→ **TO DO**
Copy every line of the material below without changing anything.

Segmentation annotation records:

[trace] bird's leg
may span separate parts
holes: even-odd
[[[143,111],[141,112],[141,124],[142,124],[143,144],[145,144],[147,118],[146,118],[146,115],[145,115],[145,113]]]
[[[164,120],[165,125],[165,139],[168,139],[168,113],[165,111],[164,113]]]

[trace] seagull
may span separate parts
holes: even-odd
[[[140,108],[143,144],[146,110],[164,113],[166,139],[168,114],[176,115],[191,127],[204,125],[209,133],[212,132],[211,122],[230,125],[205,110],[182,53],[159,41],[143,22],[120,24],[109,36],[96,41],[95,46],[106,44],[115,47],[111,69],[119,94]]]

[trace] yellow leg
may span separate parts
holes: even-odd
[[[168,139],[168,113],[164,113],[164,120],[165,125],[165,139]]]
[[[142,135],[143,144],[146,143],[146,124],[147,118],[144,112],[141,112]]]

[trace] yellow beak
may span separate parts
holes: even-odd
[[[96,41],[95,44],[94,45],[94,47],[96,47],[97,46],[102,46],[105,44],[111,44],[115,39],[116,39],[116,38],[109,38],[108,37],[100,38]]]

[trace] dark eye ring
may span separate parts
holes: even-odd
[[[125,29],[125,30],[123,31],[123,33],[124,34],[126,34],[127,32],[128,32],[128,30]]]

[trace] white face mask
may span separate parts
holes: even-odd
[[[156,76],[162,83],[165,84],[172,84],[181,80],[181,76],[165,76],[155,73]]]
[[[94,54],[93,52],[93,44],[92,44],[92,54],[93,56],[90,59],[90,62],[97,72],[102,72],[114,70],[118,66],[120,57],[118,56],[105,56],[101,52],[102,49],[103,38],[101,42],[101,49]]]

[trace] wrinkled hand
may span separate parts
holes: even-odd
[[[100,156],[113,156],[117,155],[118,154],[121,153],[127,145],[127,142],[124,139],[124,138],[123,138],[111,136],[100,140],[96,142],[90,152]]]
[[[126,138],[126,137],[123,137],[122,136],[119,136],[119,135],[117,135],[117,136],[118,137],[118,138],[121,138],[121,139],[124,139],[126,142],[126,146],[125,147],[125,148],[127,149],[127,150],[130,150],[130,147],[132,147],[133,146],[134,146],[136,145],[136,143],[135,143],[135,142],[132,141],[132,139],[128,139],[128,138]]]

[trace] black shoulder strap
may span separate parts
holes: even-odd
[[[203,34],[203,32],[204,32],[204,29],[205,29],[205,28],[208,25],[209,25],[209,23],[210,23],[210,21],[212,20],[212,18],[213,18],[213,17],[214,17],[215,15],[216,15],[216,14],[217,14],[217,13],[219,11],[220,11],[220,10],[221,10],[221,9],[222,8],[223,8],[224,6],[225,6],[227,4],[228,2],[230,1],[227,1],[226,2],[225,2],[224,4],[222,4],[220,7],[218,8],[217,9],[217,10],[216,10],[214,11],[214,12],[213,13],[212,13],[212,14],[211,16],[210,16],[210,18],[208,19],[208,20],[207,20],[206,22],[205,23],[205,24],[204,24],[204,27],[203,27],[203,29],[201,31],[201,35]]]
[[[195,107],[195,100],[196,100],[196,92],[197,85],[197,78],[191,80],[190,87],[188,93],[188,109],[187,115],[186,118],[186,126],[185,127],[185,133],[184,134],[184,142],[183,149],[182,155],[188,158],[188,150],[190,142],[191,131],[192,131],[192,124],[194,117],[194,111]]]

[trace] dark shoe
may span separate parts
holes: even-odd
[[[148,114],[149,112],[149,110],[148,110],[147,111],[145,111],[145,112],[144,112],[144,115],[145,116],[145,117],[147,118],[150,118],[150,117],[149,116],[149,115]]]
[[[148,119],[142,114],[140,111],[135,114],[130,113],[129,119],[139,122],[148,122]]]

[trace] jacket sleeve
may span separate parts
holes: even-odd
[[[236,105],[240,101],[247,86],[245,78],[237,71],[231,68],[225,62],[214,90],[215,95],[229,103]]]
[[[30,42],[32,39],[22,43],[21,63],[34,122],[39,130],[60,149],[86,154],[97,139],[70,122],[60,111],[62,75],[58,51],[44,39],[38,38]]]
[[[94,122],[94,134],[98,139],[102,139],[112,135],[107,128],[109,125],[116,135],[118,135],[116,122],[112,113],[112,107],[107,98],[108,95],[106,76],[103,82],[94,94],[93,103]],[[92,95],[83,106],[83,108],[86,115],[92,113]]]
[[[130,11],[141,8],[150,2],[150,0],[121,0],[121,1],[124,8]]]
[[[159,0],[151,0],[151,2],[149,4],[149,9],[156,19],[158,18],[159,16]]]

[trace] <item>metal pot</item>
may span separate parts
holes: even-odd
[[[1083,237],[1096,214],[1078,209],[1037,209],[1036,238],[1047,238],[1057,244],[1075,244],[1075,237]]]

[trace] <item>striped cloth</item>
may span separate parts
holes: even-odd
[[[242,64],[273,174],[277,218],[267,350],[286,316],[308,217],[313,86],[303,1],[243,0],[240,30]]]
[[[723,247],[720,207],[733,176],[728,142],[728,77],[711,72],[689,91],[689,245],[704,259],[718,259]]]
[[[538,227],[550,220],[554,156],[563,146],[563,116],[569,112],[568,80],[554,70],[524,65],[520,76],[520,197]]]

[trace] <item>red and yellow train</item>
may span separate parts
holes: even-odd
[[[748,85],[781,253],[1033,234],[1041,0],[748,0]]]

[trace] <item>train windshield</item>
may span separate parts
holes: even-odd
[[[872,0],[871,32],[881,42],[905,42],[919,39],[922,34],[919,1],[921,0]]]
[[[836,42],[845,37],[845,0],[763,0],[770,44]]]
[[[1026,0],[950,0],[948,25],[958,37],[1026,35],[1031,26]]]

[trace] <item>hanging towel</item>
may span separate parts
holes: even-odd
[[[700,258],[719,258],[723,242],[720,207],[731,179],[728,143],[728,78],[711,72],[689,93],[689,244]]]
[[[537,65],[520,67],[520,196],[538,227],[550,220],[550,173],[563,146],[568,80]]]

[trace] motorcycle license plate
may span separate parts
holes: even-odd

→ **RESULT OF THE TASK**
[trace] bird's leg
may span separate parts
holes: even-odd
[[[143,111],[141,112],[141,124],[142,124],[143,144],[145,144],[147,118],[146,118],[146,115],[145,115],[145,113]]]
[[[164,120],[165,125],[165,139],[168,139],[168,113],[165,111],[164,113]]]

[trace] seagull
may span separate parts
holes: even-odd
[[[140,108],[143,144],[146,110],[164,113],[166,139],[168,114],[176,115],[191,127],[204,125],[209,133],[212,132],[211,122],[230,125],[205,110],[182,53],[159,41],[143,22],[120,24],[109,36],[96,41],[95,46],[106,44],[115,47],[111,69],[119,94]]]

[trace] yellow leg
may span separate parts
holes: even-odd
[[[168,139],[168,113],[164,113],[164,120],[165,125],[165,139]]]
[[[142,135],[143,144],[146,143],[146,124],[147,118],[144,112],[141,112]]]

[trace] yellow beak
may span separate parts
holes: even-odd
[[[96,41],[95,44],[94,45],[94,47],[96,47],[97,46],[102,46],[105,44],[111,44],[115,39],[116,39],[116,38],[109,38],[108,37],[100,38]]]

[trace] dark eye ring
may span separate parts
holes: even-odd
[[[125,29],[125,30],[123,31],[123,33],[124,34],[126,34],[127,32],[128,32],[128,30]]]

[trace] white face mask
may span separate parts
holes: even-odd
[[[156,76],[162,83],[165,84],[172,84],[181,80],[181,76],[165,76],[155,73]]]
[[[94,54],[93,52],[93,44],[92,44],[92,54],[93,56],[90,59],[90,62],[97,72],[102,72],[114,70],[118,66],[120,57],[118,56],[105,56],[101,52],[102,49],[103,38],[101,42],[101,49]]]

[trace] wrinkled hand
may span separate parts
holes: even-odd
[[[100,156],[113,156],[117,155],[118,154],[121,153],[127,145],[127,142],[124,139],[124,138],[123,138],[111,136],[100,140],[96,142],[90,152]]]
[[[126,138],[126,137],[123,137],[122,136],[119,136],[119,135],[117,135],[117,136],[118,137],[118,138],[121,138],[121,139],[124,139],[126,142],[126,146],[125,147],[125,148],[127,149],[127,150],[130,150],[130,147],[132,147],[133,146],[134,146],[136,145],[136,143],[135,143],[135,142],[132,141],[132,139],[128,139],[128,138]]]

[trace] black shoulder strap
may span separate parts
holes: even-odd
[[[203,34],[203,32],[204,32],[204,29],[205,29],[205,28],[208,25],[209,25],[209,23],[210,23],[210,21],[212,20],[212,18],[213,18],[213,17],[214,17],[215,15],[216,15],[216,14],[217,14],[217,13],[219,11],[220,11],[220,10],[221,10],[221,9],[222,8],[223,8],[224,6],[225,6],[227,4],[228,2],[230,1],[227,1],[226,2],[225,2],[224,4],[222,4],[220,7],[218,8],[217,9],[217,10],[216,10],[214,11],[214,12],[213,13],[212,13],[212,14],[211,16],[210,16],[210,18],[208,19],[208,20],[207,20],[206,22],[205,23],[205,24],[204,24],[204,27],[203,27],[203,29],[201,31],[201,35]]]
[[[195,107],[195,100],[196,100],[196,92],[197,85],[197,78],[191,80],[190,87],[188,93],[188,109],[187,115],[186,118],[186,126],[185,127],[185,133],[184,134],[184,142],[183,149],[182,155],[188,158],[188,150],[190,142],[191,131],[192,131],[192,124],[194,117],[194,111]]]

[trace] dark shoe
may span separate parts
holes: even-odd
[[[148,114],[149,112],[149,110],[148,110],[147,111],[145,111],[145,112],[144,112],[144,115],[145,116],[145,117],[147,118],[150,118],[150,117],[149,116],[149,115]]]
[[[148,119],[142,114],[140,111],[135,114],[130,113],[129,119],[139,122],[148,122]]]

[trace] jacket sleeve
may span separate parts
holes: even-odd
[[[236,105],[240,101],[247,86],[245,78],[237,71],[231,68],[225,62],[214,90],[215,95],[229,103]]]
[[[30,42],[32,39],[22,43],[21,63],[34,122],[39,130],[60,149],[86,154],[97,139],[70,122],[60,111],[62,75],[58,51],[44,39],[38,38]]]
[[[94,122],[94,134],[98,139],[102,139],[112,135],[107,128],[109,125],[116,135],[118,135],[116,122],[112,113],[112,107],[107,98],[108,95],[106,76],[103,82],[94,94],[93,103]],[[92,95],[83,106],[83,108],[86,115],[92,113]]]
[[[130,11],[141,8],[150,2],[150,0],[121,0],[121,1],[124,8]]]
[[[159,0],[151,0],[151,2],[149,4],[149,9],[156,19],[158,18],[159,16]]]

[trace] <item>metal pot</item>
may span separate parts
holes: even-odd
[[[1083,237],[1096,214],[1078,209],[1037,209],[1036,238],[1047,238],[1057,244],[1075,244],[1075,237]]]

[trace] <item>striped cloth</item>
may span separate parts
holes: even-odd
[[[242,64],[273,174],[277,218],[267,350],[286,316],[308,217],[313,86],[303,1],[243,0],[240,30]]]
[[[723,247],[720,207],[733,176],[728,142],[728,77],[711,72],[689,91],[689,245],[704,259],[718,259]]]
[[[538,227],[550,220],[554,156],[563,146],[563,116],[569,112],[568,80],[554,70],[524,65],[520,76],[520,197]]]

[trace] <item>red and yellow train</item>
may span separate parts
holes: even-odd
[[[748,85],[781,253],[1033,234],[1041,0],[748,0]]]

[trace] <item>train windshield</item>
may span separate parts
holes: even-odd
[[[872,0],[871,32],[881,42],[905,42],[919,39],[922,34],[919,1],[921,0]]]
[[[836,42],[845,37],[845,0],[763,0],[770,44]]]
[[[1026,0],[950,0],[948,25],[958,37],[1026,35],[1031,26]]]

[trace] <item>hanging towel</item>
may span separate parts
holes: even-odd
[[[700,258],[719,258],[723,242],[720,207],[731,179],[728,143],[728,78],[711,72],[689,93],[689,244]]]
[[[537,65],[520,67],[520,196],[538,227],[550,220],[550,173],[563,146],[568,80]]]

[trace] motorcycle license plate
may span separate parts
holes: even-odd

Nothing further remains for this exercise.